▶ _Passage to read_:
══════════════════════════════
According to a D.C. government official familiar with the investigation, the girl who died had never been in the juvenile detention system at all.
“Last week, we had two tragic incidents involving multiple children,” a statement from the mayor’s office said. “In both incidents, a child died; in both incidents, at least one of the participating children had been engaged in our criminal justice system. The mayor is not interested in a back and forth with the courts or any of our partners in the justice system. There are legitimate questions as to why children who are known to be involved in dangerous activities are able to once again be involved in dangerous activities.”
The cases highlight a problem when it comes to detaining juvenile offenders: The District is severely limited on space.
While the secure Youth Services Center says it has 88 beds, shelter housing, which allows juveniles to stay in their community and attend school while awaiting trial, only has space for 38 youths. Of those beds, only eight are for girls, for which Hertzfeld criticized the District.
A spokesperson for the court pointed out judges are prohibited by law from increasing a juvenile’s detention status if they commit a crime while in shelter housing or home confinement unless the prosecutor requests it.
The D.C. Office of Attorney General did not ask for an increase in detention when the 15-year-old girl accused in the carjacking previously appeared in juvenile court, a court spokesperson said.
In a statement, the attorney general’s office said it can’t comment on juvenile cases, even when others make public statements known to be inaccurate. The attorney general’s office also noted the lack of available space.
At a hearing in juvenile court later this month, DYRS could be held in contempt of court over the shortage of beds at shelter housing and the placement of juveniles in the Youth Services Center, which is like a jail for juveniles. News4 reported Monday about a melee that broke out at the secured detention facility when a guard was overpowered by juveniles who stole her badge and opened several cell doors.
══════════════════════════════
▶ _Data records_:
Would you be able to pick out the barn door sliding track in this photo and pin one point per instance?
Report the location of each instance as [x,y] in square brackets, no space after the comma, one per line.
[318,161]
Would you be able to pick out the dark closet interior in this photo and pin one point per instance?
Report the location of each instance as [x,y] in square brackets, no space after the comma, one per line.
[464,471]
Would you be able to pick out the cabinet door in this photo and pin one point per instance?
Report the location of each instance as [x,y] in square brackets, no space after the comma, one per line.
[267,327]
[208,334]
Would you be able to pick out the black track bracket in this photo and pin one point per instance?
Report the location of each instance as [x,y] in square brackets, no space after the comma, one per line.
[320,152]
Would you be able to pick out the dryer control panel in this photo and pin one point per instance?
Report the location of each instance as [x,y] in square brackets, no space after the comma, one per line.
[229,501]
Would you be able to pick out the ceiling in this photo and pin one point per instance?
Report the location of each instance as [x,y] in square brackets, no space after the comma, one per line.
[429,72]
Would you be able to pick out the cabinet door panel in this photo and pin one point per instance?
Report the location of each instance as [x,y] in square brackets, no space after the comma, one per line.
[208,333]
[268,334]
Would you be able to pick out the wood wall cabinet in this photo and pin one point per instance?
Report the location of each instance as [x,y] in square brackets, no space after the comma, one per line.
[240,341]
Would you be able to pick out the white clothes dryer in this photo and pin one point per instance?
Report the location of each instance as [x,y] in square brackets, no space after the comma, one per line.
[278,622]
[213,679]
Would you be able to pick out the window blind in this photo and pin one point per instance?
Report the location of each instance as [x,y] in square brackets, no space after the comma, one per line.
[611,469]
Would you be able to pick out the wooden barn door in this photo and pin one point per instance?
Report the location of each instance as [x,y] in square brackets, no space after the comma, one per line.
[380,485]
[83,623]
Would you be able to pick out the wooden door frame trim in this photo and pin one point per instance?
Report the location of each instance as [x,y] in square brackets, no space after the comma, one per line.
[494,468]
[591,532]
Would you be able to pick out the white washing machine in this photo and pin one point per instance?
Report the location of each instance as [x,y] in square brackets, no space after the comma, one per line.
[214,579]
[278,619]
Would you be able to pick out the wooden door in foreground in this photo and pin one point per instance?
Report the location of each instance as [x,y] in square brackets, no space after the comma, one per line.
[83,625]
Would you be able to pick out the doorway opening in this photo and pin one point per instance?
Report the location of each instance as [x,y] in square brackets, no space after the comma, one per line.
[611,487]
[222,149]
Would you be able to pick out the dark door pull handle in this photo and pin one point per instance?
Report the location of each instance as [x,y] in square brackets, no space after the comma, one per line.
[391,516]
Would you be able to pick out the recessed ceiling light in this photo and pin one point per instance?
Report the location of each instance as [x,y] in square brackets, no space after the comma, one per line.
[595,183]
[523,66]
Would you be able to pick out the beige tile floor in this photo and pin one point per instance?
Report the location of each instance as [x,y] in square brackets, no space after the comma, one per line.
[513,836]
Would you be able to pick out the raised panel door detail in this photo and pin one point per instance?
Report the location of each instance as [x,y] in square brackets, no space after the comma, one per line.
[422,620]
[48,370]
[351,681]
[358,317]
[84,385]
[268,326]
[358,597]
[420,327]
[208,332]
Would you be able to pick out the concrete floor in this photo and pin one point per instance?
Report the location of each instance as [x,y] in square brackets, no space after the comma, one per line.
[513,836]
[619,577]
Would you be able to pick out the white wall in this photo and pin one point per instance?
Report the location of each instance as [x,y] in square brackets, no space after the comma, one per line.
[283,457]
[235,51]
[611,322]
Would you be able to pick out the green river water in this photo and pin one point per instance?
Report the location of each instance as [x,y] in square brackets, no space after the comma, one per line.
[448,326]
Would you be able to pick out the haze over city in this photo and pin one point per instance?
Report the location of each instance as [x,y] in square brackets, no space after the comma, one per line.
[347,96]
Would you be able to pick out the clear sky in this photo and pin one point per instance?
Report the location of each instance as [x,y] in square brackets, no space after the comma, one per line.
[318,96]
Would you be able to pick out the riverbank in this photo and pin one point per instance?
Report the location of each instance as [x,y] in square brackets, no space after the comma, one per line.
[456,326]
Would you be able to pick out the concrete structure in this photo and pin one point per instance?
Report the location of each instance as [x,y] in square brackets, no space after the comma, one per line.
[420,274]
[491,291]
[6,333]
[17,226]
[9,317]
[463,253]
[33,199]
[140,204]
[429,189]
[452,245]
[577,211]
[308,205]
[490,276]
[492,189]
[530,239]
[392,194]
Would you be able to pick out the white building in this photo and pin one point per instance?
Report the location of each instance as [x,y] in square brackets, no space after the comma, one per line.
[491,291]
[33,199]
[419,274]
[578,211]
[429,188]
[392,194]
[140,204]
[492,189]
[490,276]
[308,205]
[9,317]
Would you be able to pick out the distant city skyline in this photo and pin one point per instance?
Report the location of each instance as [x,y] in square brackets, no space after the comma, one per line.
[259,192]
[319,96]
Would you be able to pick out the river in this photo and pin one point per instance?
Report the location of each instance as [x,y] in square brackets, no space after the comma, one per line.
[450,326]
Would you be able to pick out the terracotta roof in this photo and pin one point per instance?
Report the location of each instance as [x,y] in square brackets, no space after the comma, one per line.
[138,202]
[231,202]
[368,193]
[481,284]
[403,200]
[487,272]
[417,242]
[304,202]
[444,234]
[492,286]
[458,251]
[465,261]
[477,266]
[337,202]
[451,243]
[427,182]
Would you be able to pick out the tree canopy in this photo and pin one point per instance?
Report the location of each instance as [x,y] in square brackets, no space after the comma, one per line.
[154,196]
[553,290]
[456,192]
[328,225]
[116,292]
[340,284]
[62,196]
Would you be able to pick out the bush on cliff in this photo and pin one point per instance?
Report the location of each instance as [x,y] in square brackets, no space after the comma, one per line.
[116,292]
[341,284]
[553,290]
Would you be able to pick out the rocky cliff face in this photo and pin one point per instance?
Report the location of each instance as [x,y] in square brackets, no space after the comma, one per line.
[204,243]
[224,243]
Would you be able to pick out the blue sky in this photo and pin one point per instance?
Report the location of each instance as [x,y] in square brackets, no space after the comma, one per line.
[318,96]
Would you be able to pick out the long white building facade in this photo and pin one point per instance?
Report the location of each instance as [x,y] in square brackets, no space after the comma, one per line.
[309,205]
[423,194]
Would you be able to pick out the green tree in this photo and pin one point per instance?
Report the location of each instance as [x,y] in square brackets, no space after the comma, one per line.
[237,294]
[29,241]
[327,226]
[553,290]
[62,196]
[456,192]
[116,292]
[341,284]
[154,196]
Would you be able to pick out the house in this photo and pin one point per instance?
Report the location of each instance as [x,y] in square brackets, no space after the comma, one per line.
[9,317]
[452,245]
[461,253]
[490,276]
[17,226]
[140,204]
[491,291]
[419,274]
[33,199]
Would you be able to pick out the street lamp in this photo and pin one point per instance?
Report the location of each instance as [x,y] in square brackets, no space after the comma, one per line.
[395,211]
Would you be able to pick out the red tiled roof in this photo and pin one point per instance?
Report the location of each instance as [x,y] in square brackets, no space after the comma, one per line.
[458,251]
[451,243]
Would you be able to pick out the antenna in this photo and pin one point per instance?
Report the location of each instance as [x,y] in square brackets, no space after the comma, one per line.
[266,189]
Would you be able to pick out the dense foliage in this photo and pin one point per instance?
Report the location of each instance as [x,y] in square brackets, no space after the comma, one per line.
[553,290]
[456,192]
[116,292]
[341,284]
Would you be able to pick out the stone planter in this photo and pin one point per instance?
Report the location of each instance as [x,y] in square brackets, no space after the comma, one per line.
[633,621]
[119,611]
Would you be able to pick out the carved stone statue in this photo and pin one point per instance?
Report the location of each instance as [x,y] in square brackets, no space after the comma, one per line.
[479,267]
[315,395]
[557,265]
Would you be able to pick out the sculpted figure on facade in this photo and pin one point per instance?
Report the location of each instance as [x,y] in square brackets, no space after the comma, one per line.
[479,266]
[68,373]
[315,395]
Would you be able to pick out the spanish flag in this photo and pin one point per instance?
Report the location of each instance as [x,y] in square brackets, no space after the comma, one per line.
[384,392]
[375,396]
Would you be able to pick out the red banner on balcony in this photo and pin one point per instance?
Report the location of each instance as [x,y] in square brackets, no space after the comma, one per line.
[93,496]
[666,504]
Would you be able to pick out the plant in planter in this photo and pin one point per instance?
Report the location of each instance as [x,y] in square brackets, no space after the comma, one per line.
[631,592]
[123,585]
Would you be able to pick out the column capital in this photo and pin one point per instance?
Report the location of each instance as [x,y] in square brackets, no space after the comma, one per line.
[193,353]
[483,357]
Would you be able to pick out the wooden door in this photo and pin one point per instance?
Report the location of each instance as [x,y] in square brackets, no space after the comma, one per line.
══════════════════════════════
▶ _Stated goal_: In the article on D.C. juvenile detention, how many of the shelter housing beds are set aside for girls?

▶ _Worked answer_: Eight of the 38 shelter housing beds are for girls.